- [Text under study]:
* * * * * * *

'33 Variations' at La Jolla Playhouse

THEATER REVIEW

Moisés Kaufman ponders intellectuals who embrace the beauty of the everyday.

LA JOLLA -- There's a reason why there are so few memorable works about the births of artistic masterpieces: The creative process is boring. Writers, painters and musicians dawdle interminably over details and decisions that common mortals simply don't have the patience, not to say masochism, for.

Playwright and director Moisés Kaufman ("The Laramie Project" and "Gross Indecency: The Three Trials of Oscar Wilde"), however, is always up for a challenge. In his latest offering, "33 Variations" -- the divinely staged if occasionally earthbound drama that opened Sunday at La Jolla Playhouse -- he imaginatively speculates on Ludwig Van Beethoven's long and arduous composition of the curiously inspired "Diabelli Variations."

* * * * * * *

- [Extracted information]:

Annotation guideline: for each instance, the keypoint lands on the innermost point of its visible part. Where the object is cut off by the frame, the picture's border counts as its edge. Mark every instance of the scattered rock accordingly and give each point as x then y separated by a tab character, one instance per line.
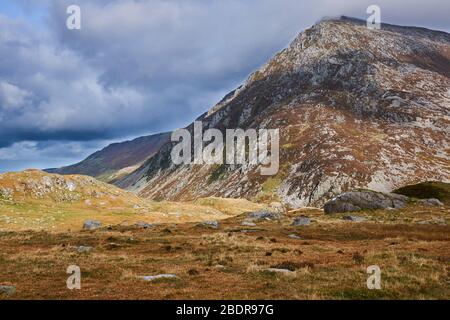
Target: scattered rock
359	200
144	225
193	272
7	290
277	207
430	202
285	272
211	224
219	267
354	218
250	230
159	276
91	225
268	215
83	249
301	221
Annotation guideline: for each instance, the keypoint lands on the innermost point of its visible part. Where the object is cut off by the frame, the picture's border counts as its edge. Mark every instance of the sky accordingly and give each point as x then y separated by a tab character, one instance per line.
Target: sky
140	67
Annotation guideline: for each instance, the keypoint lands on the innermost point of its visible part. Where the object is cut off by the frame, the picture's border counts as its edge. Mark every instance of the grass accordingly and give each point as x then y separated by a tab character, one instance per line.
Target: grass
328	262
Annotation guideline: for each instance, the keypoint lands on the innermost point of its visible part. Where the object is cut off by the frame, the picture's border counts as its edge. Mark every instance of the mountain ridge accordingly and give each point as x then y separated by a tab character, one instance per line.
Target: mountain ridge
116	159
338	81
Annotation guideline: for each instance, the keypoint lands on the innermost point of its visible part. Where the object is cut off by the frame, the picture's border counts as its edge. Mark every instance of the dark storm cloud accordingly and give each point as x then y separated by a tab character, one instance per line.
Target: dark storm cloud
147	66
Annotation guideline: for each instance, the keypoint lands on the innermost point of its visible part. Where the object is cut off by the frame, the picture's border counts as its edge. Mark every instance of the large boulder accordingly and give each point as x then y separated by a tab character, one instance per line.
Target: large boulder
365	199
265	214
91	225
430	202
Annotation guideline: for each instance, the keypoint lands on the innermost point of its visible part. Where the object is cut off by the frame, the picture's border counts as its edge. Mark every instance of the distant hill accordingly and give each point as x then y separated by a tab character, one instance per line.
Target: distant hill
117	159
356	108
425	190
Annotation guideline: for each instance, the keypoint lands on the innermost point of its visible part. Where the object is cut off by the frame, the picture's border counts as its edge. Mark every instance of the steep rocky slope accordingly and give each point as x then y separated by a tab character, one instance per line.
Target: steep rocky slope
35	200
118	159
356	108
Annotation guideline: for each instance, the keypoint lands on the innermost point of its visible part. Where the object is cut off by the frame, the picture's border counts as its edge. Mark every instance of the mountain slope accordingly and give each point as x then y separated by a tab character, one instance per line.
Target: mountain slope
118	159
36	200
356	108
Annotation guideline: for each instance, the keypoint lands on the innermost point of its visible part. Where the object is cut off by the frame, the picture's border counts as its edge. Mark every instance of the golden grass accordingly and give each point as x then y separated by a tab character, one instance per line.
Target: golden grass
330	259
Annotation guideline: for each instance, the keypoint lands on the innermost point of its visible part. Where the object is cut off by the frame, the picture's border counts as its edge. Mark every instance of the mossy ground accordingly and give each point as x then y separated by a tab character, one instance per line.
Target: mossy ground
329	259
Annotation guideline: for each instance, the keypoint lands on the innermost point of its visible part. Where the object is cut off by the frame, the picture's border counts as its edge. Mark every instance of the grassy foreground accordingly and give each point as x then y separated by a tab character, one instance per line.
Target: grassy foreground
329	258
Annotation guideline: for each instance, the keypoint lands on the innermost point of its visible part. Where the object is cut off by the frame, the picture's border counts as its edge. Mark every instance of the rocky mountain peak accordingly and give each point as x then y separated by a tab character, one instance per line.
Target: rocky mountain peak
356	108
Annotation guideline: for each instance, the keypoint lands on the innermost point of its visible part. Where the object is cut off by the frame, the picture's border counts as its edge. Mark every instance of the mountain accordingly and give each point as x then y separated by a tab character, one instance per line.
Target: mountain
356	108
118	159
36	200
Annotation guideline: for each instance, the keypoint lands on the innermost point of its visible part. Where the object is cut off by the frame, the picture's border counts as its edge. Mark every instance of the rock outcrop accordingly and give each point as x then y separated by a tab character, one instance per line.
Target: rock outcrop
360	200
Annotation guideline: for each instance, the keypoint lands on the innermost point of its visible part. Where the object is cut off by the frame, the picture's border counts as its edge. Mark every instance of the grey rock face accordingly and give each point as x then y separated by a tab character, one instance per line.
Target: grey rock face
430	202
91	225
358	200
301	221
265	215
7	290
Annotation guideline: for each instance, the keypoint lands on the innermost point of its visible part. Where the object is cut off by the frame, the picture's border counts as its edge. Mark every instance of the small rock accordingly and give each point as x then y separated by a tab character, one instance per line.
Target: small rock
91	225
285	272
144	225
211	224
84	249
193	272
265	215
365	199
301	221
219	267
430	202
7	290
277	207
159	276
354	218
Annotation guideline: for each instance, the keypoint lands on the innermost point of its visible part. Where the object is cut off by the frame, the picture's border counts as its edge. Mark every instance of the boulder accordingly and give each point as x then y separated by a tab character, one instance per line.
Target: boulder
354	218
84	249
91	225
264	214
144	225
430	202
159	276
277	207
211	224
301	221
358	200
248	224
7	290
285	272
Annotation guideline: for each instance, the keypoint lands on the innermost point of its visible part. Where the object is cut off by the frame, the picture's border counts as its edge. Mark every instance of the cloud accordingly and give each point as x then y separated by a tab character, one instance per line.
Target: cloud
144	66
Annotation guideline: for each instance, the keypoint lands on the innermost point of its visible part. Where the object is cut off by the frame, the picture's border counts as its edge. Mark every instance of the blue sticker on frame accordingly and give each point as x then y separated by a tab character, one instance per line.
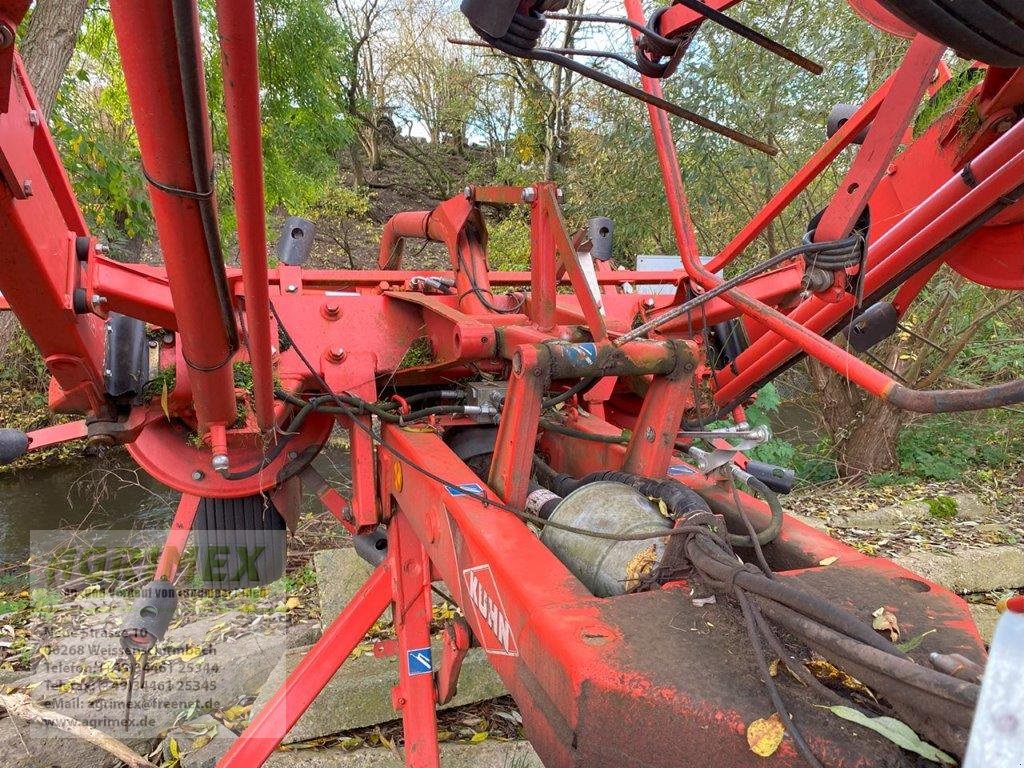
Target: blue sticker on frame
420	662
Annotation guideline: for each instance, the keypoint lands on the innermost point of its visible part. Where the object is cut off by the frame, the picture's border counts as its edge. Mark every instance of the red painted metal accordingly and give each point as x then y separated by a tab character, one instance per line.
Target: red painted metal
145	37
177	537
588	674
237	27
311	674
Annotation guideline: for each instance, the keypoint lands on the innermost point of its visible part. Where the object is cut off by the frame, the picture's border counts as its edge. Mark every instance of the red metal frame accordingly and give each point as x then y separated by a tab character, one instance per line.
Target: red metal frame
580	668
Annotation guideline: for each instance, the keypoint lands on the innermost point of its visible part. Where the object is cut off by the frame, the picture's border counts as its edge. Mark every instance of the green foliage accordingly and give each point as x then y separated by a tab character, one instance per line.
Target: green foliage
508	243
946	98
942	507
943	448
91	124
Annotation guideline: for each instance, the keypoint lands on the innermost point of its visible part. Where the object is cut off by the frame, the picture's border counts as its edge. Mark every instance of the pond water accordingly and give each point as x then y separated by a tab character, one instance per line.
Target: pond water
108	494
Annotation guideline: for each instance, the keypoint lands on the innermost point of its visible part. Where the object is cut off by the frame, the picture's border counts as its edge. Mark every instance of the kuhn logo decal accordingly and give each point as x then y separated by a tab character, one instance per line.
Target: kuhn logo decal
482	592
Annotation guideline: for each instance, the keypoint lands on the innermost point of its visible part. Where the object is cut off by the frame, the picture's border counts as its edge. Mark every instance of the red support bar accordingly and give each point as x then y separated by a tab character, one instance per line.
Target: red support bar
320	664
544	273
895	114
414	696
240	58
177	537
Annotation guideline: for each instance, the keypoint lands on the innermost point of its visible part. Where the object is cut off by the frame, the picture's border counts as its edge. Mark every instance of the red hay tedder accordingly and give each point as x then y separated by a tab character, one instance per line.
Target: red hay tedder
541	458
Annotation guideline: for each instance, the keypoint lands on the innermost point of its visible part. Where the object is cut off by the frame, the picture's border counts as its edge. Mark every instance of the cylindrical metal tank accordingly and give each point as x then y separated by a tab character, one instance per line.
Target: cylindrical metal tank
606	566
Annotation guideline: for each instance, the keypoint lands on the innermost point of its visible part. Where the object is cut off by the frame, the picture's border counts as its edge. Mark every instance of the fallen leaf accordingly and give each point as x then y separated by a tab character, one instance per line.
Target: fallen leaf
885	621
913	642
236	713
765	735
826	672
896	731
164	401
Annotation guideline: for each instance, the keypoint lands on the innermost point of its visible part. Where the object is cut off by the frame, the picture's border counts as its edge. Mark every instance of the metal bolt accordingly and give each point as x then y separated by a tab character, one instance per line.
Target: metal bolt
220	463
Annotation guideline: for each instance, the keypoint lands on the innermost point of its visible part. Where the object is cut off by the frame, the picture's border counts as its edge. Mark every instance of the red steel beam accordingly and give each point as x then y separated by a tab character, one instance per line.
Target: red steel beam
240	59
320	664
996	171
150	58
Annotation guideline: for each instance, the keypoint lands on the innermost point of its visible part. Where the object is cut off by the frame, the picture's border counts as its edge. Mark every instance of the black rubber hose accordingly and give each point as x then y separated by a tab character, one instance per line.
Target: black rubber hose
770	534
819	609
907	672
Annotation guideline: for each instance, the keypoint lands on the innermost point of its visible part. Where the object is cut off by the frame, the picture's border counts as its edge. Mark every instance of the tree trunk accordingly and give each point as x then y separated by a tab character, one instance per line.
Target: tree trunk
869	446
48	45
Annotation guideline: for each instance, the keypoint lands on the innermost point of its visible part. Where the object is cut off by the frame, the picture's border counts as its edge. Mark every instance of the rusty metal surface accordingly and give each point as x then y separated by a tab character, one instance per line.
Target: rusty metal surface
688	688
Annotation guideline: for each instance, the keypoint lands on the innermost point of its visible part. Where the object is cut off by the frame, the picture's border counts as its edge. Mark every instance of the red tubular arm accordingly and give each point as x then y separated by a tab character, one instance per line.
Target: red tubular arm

* * * * * * *

- [Exercise]: Could you output the stretch of the theater review from "THEATER REVIEW" through "say masochism, for.", copied word for word?

- [Final answer]:
THEATER REVIEW

Moisés Kaufman ponders intellectuals who embrace the beauty of the everyday.

LA JOLLA -- There's a reason why there are so few memorable works about the births of artistic masterpieces: The creative process is boring. Writers, painters and musicians dawdle interminably over details and decisions that common mortals simply don't have the patience, not to say masochism, for.